- **Task brief**:
Given the listing below, write out exactly the lines starting with the line that has "brown foal's tail." and going on through the line that has "flowing white tail.", both kept.

------

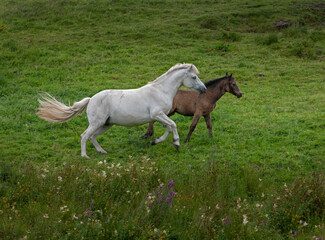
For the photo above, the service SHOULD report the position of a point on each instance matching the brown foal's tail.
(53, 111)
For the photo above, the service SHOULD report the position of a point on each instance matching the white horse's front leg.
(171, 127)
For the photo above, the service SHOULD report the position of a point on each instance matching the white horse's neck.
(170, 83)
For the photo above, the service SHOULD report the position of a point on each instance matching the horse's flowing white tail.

------

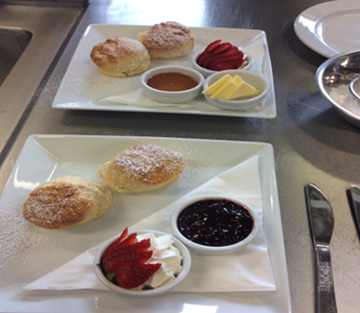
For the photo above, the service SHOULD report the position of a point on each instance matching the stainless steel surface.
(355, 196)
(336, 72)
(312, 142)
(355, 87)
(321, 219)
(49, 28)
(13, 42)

------

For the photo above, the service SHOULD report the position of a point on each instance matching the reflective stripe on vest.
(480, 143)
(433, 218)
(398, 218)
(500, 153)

------

- **Exercise solution**:
For the photo above, the service SHOULD report the position of a point on each instance matching the brown foal's tail.
(53, 111)
For the photo above, the service SHOULD report the position of a point on each instance matching the white horse's front leg.
(171, 127)
For the photo above, the service SHOULD report the position of a point on each instance matching the white horse's neck.
(170, 83)
For the photo above, the service SHOULD report the position of a point on each instance matching the horse's flowing white tail.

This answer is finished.